**What you will do:**
Output all the data exactly. Pictures do not belong in the copy.

**Extracted material:**
-------
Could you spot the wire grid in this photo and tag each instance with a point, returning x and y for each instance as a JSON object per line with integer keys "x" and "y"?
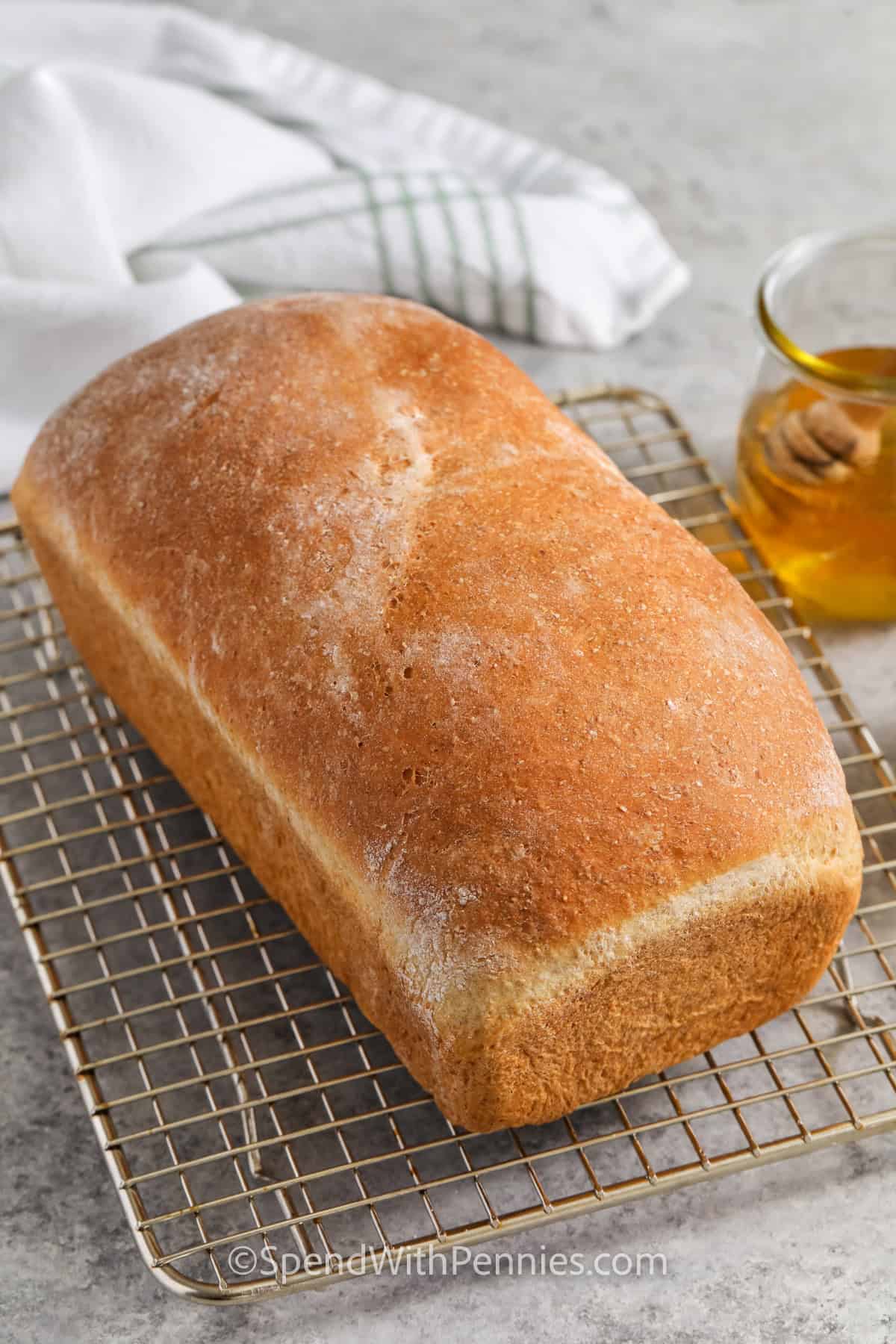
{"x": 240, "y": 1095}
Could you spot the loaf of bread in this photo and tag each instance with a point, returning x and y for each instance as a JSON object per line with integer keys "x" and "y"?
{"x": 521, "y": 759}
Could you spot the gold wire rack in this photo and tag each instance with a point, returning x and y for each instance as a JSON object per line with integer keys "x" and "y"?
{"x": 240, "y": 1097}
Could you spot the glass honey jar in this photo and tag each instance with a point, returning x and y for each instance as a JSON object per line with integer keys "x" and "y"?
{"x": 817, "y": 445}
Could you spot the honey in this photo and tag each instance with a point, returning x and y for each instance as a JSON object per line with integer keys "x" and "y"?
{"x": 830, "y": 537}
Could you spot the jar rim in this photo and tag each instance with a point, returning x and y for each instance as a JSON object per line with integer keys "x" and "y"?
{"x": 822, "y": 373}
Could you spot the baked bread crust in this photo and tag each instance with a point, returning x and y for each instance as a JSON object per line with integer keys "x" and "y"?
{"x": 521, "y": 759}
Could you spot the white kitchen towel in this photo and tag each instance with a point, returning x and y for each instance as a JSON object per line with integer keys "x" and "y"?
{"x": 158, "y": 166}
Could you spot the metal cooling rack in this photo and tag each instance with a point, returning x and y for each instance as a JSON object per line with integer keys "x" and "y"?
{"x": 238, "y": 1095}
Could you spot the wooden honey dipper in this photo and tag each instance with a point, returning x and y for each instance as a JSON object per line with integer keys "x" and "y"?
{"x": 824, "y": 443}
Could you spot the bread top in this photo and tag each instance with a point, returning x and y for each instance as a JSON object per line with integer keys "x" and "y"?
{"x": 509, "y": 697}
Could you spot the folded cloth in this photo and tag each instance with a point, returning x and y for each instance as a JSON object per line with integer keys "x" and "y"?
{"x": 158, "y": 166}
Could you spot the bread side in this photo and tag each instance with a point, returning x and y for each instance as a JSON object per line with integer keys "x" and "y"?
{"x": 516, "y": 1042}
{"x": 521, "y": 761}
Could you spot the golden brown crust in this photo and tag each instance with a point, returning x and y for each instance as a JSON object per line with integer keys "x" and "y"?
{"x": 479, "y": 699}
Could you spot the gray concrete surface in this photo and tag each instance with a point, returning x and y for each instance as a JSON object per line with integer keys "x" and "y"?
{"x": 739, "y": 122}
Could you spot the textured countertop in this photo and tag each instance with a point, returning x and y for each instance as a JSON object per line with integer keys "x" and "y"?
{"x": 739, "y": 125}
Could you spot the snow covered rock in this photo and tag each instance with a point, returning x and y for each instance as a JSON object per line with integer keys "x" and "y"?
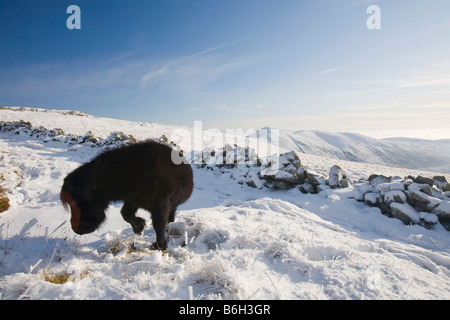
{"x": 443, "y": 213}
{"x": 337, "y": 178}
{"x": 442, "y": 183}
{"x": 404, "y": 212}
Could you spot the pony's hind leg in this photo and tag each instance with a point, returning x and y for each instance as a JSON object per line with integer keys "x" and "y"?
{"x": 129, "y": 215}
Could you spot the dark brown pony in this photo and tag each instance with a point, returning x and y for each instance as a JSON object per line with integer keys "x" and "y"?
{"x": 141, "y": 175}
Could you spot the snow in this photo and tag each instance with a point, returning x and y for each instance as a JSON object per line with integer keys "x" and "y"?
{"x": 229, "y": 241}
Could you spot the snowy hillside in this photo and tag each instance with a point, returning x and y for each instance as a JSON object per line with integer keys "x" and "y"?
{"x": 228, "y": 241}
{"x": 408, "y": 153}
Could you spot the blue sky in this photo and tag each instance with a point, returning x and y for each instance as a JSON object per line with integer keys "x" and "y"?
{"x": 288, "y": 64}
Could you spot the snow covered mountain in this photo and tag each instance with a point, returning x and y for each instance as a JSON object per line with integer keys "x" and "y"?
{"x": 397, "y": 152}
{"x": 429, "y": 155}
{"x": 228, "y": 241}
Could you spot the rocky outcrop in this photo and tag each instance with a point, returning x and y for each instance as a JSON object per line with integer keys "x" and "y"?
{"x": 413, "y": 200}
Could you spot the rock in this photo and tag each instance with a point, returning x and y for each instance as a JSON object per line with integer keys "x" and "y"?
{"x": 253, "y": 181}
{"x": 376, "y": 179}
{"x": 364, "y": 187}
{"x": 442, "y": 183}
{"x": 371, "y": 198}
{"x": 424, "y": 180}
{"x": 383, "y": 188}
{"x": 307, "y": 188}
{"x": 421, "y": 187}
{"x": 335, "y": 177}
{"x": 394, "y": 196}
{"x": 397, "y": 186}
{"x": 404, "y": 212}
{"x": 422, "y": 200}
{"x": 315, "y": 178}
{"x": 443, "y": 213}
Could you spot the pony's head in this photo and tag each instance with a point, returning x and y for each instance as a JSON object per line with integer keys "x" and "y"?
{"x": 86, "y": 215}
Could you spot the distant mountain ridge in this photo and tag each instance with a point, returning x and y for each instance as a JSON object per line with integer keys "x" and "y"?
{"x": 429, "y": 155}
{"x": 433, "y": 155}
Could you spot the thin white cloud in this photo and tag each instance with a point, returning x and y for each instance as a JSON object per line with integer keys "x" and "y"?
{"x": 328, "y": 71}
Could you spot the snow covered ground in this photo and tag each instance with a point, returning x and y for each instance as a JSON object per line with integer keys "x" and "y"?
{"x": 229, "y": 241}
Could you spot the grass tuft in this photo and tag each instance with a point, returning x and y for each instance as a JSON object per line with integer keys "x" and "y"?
-------
**Result:**
Could you spot the wire grid in this photo and tag each instance with a point, returning x and y for each instance as a JSON object per line with integer keys "x" and "y"?
{"x": 240, "y": 1095}
Could you spot the loaf of bread in this photo and tag each instance with a point, returning x and y for each instance as a JSON object per line with integer keys "x" and "y"?
{"x": 521, "y": 759}
Could you spot the gold wire rack in this photo and tag each instance with a point, returning x and y for each instance as a JSON object per line with integer keys "x" and "y"?
{"x": 240, "y": 1097}
Could you spot the glass honey jar in this photo and tag each instance with a point, returning x and y for each instance as a JSON object per line with integer keys "x" and "y"?
{"x": 817, "y": 445}
Could you spot the honey in this photo and tag each instance with a point, returning x and y for each instance as a JSON object per line with integer keys "x" and "y"?
{"x": 830, "y": 537}
Could you spot the jar rim in this photo and tag each instance with a point, returning x and y for each instance as a JSON object per line with integer keys "x" and "y"?
{"x": 822, "y": 373}
Could you spot the baked bread crust in this photo and tag each instance with a point, returning x and y for each instance as a JSON object per line with integer keys "x" and "y"?
{"x": 521, "y": 759}
Could you spot the white kitchen towel in this photo and tag each instance with a point, returning x and y for each instance as a JSON object per line with integer keys "x" and "y"?
{"x": 158, "y": 166}
Could you spot the metal cooling rack in this photo and tag each instance with a point, returning x and y for each instance as a JSON object per line with integer keys "x" and "y"?
{"x": 238, "y": 1095}
Could you spot the wooden honey dipper in this photo and tag each instance with a point, returning x and y for each instance as a JSON object per line with integer keys "x" and "y"?
{"x": 824, "y": 443}
Could you spot the bread top in this photo and tag each instance with a point, returning x and y for each instance as a JSON object per line with integer keys "x" and "y"?
{"x": 509, "y": 697}
Could you spot the folded cloth in this photo and tag each instance with a point, returning x and y for each instance as a JSON object per line with integer keys "x" and "y"?
{"x": 158, "y": 166}
Could you spot the bread side in this photo and tag each instance with a point, returning x and y for each instance as a JSON object per line with integer keys "x" and "y"?
{"x": 516, "y": 1042}
{"x": 521, "y": 761}
Could you spot the golden brown crust in this photo and tag each instance with a point, returning x and y for each instance as a JSON object per line with integer keys "x" and "y"?
{"x": 479, "y": 699}
Could you spot the gray concrete surface in this photo and tag each instance with a point, returning x and y for each instance as a JSON object per line with integer keys "x" and "y"?
{"x": 739, "y": 122}
Could you spot the textured countertop in this photo and tag each instance with a point, returning x and y for each instance as a JSON object per line with integer keys "x" and "y"?
{"x": 739, "y": 125}
Could you spot the snow covered rock in this photo and tag each instance with a point, returning x and y for each instance as a JSON object per line with integer keys "x" and "y"?
{"x": 443, "y": 213}
{"x": 337, "y": 178}
{"x": 442, "y": 183}
{"x": 404, "y": 212}
Could you spot the pony's hind leg in this photo and tag each instance with a point, returning x and y for each instance as a JSON object per line with integer keys "x" and "y"?
{"x": 129, "y": 215}
Could you spot the dark brown pony in this photo and tag each instance with a point, returning x and y for each instance as a JSON object per line with integer keys "x" and "y"?
{"x": 141, "y": 175}
Could you spot the snow in this photo and tag each instance with a point, returning x and y for each instance as a JSON object per line with integer keys "x" and "y"?
{"x": 229, "y": 241}
Could you spot the snowy hillside in this photo and tag each instance with a point, returning x and y for each instance as a JSON object per line with integer keys "x" and "y"?
{"x": 228, "y": 241}
{"x": 408, "y": 153}
Could you spot the blue sky in this photo and tag each instance with a point, returning x and y for each instance as a JSON object per line with integer keys "x" and "y"?
{"x": 288, "y": 64}
Could you spot the snow covered mountain in this photo and tag each instance with a point, returning x and y for each instance as a JSON object per line with integer keys "x" and "y"?
{"x": 397, "y": 152}
{"x": 429, "y": 155}
{"x": 228, "y": 241}
Could you spot the rocky outcrop in this photo and tag each instance with a point, returning x and y for each instance as a JSON object per line with integer keys "x" and "y"?
{"x": 413, "y": 200}
Could you spot the rock in this photo and tag each instance with a point, returning x and y for each instance as a JSON object per line with integer keys "x" and "y"?
{"x": 253, "y": 181}
{"x": 376, "y": 179}
{"x": 364, "y": 187}
{"x": 442, "y": 183}
{"x": 371, "y": 198}
{"x": 424, "y": 180}
{"x": 383, "y": 188}
{"x": 307, "y": 188}
{"x": 421, "y": 187}
{"x": 335, "y": 177}
{"x": 394, "y": 196}
{"x": 397, "y": 186}
{"x": 404, "y": 212}
{"x": 422, "y": 200}
{"x": 315, "y": 178}
{"x": 443, "y": 213}
Could you spot the pony's head in this photo and tag each instance with a point, returning x and y for each instance as a JSON object per line with integer keys "x" and "y"?
{"x": 86, "y": 215}
Could you spot the distant mountain ridge in this photo and tag each instance with a point, returning x and y for each instance as a JSON object per line with integer keys "x" and "y"?
{"x": 429, "y": 155}
{"x": 433, "y": 155}
Could you spot the thin white cloud in this photo and tag each instance with a point, returning x and y for each instance as a JSON object per line with integer keys "x" and "y"?
{"x": 328, "y": 71}
Could you spot the snow covered ground in this photo and tag each instance with a point, returning x and y for each instance as a JSON object per line with integer keys "x" and "y"?
{"x": 229, "y": 241}
Could you spot the grass tuft in this photo and tag each instance with a point, returning x and y for each instance as a JSON object per line with integer keys "x" and "y"?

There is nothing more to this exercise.